[Data excerpts start]

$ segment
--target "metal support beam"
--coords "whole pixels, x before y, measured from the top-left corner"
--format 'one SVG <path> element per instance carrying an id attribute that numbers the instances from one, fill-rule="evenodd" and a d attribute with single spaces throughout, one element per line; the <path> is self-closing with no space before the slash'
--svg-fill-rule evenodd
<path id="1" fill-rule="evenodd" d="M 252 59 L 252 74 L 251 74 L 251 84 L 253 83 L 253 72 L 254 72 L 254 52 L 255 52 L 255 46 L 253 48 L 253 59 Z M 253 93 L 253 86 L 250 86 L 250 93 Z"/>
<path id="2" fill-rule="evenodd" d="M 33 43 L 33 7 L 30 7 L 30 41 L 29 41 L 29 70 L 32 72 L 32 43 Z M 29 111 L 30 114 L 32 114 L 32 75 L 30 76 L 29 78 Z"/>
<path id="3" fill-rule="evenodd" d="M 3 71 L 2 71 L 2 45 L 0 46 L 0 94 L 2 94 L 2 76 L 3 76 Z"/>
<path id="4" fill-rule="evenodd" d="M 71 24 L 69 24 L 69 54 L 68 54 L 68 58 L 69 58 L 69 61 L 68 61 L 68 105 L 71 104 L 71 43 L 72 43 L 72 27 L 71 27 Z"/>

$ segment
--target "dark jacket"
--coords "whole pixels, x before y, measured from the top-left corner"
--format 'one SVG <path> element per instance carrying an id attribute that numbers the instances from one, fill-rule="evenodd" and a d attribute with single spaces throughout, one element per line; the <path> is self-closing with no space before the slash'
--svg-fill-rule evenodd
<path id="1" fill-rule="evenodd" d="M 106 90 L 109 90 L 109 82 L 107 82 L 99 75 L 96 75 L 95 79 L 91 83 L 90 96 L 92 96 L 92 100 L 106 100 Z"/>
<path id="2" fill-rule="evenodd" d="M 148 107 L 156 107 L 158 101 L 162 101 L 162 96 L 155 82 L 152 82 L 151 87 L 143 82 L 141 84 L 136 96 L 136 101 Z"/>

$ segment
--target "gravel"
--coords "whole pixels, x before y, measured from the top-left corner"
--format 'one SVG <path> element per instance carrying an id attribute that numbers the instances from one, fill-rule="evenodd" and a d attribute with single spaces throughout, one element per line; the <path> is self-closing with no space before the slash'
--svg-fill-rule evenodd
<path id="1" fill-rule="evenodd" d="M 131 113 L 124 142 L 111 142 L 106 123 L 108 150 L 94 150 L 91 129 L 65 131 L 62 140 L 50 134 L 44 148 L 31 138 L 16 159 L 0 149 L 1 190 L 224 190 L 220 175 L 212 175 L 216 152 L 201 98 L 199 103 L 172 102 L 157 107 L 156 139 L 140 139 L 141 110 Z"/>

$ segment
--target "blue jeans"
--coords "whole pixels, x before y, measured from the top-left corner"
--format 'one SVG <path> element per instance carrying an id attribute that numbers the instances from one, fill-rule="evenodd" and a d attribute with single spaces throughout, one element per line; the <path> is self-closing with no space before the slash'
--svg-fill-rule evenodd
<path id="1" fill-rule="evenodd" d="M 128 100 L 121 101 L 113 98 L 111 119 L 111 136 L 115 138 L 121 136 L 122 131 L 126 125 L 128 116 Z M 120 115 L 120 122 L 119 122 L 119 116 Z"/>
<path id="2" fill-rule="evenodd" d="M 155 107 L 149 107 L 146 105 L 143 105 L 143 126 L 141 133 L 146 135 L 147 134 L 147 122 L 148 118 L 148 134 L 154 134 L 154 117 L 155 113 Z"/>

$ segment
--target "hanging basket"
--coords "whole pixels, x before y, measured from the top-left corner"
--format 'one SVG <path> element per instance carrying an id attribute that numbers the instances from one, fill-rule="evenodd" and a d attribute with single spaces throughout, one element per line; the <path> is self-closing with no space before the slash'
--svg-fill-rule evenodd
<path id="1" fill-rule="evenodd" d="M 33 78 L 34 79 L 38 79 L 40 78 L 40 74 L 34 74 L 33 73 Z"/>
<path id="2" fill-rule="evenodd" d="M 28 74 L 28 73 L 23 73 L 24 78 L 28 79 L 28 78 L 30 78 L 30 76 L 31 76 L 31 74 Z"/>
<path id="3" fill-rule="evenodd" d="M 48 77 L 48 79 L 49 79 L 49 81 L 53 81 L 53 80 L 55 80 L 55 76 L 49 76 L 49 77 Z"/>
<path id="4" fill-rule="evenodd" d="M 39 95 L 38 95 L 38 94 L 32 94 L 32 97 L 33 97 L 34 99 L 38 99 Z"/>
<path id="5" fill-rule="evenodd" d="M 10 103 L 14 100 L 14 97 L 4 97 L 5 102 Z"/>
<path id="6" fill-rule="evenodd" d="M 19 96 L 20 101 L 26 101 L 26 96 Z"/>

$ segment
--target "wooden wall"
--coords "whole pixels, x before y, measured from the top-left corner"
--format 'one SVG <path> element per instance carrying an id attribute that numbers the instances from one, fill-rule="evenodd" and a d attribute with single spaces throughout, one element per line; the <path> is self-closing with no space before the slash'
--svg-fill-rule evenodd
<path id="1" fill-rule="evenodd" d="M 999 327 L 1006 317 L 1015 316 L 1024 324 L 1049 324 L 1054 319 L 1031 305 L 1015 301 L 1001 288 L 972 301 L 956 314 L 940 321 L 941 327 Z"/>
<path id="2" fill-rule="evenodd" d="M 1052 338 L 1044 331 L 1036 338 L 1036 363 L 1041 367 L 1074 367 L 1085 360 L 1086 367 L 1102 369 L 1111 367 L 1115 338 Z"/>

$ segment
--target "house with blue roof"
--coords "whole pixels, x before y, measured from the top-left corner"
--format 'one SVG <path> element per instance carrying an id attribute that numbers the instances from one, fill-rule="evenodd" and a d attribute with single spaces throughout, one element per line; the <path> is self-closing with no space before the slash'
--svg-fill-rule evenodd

[Data excerpts end]

**Set problem**:
Return all of the records above verbatim, line for line, with nothing altered, added, or omitted.

**Final result**:
$ segment
--target "metal support beam"
--coords "whole pixels, x before y, measured from the top-left corner"
--format 'one SVG <path> element per instance carrying an id attribute that numbers the instances from one, fill-rule="evenodd" and a d attribute with single spaces throughout, one element per line; the <path> is self-closing with no space before the slash'
--svg-fill-rule evenodd
<path id="1" fill-rule="evenodd" d="M 252 59 L 252 74 L 251 74 L 251 84 L 253 83 L 253 72 L 254 72 L 254 52 L 255 52 L 255 46 L 253 48 L 253 59 Z M 253 93 L 253 86 L 250 86 L 250 93 Z"/>
<path id="2" fill-rule="evenodd" d="M 33 43 L 33 7 L 30 7 L 30 41 L 29 41 L 29 70 L 32 72 L 32 43 Z M 29 111 L 30 114 L 32 114 L 32 75 L 30 76 L 29 78 Z"/>
<path id="3" fill-rule="evenodd" d="M 3 71 L 2 71 L 2 45 L 0 46 L 0 94 L 2 94 L 2 76 L 3 76 Z"/>
<path id="4" fill-rule="evenodd" d="M 71 24 L 69 24 L 69 54 L 68 54 L 68 58 L 69 58 L 69 61 L 68 61 L 68 105 L 71 104 L 71 43 L 72 43 L 72 27 L 71 27 Z"/>

$ segment
--target "dark jacket"
--coords "whole pixels, x before y, measured from the top-left corner"
--format 'one SVG <path> element per instance carrying an id attribute that numbers the instances from one, fill-rule="evenodd" and a d attribute with single spaces throughout, one element per line; the <path> is self-closing with no space before the slash'
--svg-fill-rule evenodd
<path id="1" fill-rule="evenodd" d="M 106 90 L 109 90 L 109 82 L 107 82 L 99 75 L 96 75 L 95 79 L 91 83 L 90 96 L 92 96 L 92 100 L 106 100 Z"/>
<path id="2" fill-rule="evenodd" d="M 148 107 L 156 107 L 158 101 L 162 101 L 162 96 L 155 82 L 152 82 L 151 87 L 143 82 L 141 84 L 136 96 L 136 101 Z"/>

$ segment
--target "gravel"
--coords "whole pixels, x before y, measured from the top-left corner"
--format 'one SVG <path> element per instance carrying an id attribute that numbers the instances from one, fill-rule="evenodd" and a d attribute with single spaces throughout, one element per line; the <path> is self-closing with no space before the slash'
--svg-fill-rule evenodd
<path id="1" fill-rule="evenodd" d="M 131 113 L 124 142 L 111 142 L 106 123 L 108 150 L 94 150 L 91 129 L 65 131 L 62 140 L 50 134 L 44 148 L 31 138 L 16 159 L 0 149 L 1 190 L 224 190 L 220 175 L 212 175 L 216 152 L 201 98 L 199 103 L 172 102 L 157 107 L 156 139 L 140 139 L 141 110 Z"/>

$ segment
--target "blue jeans"
--coords "whole pixels, x before y, measured from the top-left corner"
--format 'one SVG <path> element per instance carrying an id attribute that numbers the instances from one, fill-rule="evenodd" and a d attribute with single spaces throughout, one element per line; the <path> is self-closing with no space before the slash'
--svg-fill-rule evenodd
<path id="1" fill-rule="evenodd" d="M 128 100 L 121 101 L 113 98 L 111 119 L 111 136 L 115 138 L 121 136 L 122 131 L 126 125 L 128 116 Z M 120 115 L 120 122 L 119 122 L 119 116 Z"/>
<path id="2" fill-rule="evenodd" d="M 155 107 L 149 107 L 146 105 L 143 105 L 143 126 L 141 133 L 146 135 L 147 134 L 147 122 L 148 118 L 148 134 L 154 134 L 154 117 L 155 113 Z"/>

$ segment
--target "hanging basket"
--coords "whole pixels, x before y, measured from the top-left corner"
--format 'one SVG <path> element per instance carrying an id attribute that numbers the instances from one, fill-rule="evenodd" and a d attribute with single spaces throughout, one element per line; the <path> is self-closing with no space before the slash'
--svg-fill-rule evenodd
<path id="1" fill-rule="evenodd" d="M 33 78 L 34 79 L 38 79 L 40 78 L 40 74 L 34 74 L 33 73 Z"/>
<path id="2" fill-rule="evenodd" d="M 28 74 L 28 73 L 23 73 L 24 78 L 28 79 L 28 78 L 30 78 L 30 76 L 31 76 L 31 74 Z"/>
<path id="3" fill-rule="evenodd" d="M 48 77 L 48 79 L 49 79 L 49 81 L 53 81 L 53 80 L 55 80 L 55 76 L 49 76 L 49 77 Z"/>
<path id="4" fill-rule="evenodd" d="M 39 95 L 38 95 L 38 94 L 32 94 L 32 97 L 33 97 L 34 99 L 38 99 Z"/>
<path id="5" fill-rule="evenodd" d="M 10 103 L 14 100 L 14 97 L 4 97 L 5 102 Z"/>
<path id="6" fill-rule="evenodd" d="M 19 96 L 20 101 L 26 101 L 26 96 Z"/>

$ segment
--target "wooden wall"
--coords "whole pixels, x before y, measured from the top-left corner"
--format 'one SVG <path> element per instance carrying an id attribute that numbers the instances from one, fill-rule="evenodd" and a d attribute with single spaces throughout, one element per line; the <path> is self-closing with no space before the slash'
--svg-fill-rule evenodd
<path id="1" fill-rule="evenodd" d="M 999 327 L 1006 317 L 1015 316 L 1024 324 L 1049 324 L 1054 319 L 1031 305 L 1015 301 L 1001 288 L 972 301 L 956 314 L 940 321 L 941 327 Z"/>
<path id="2" fill-rule="evenodd" d="M 1052 338 L 1044 331 L 1036 338 L 1036 363 L 1041 367 L 1074 367 L 1085 360 L 1086 367 L 1102 369 L 1111 367 L 1115 338 Z"/>

$ segment
--target "house with blue roof"
--coords "whole pixels, x before y, measured from the top-left corner"
--format 'one SVG <path> element per instance carrying an id attribute that numbers the instances from one, fill-rule="evenodd" and a d attribute with single spaces throughout, one element per line; the <path> is self-closing with no space before the slash'
--svg-fill-rule evenodd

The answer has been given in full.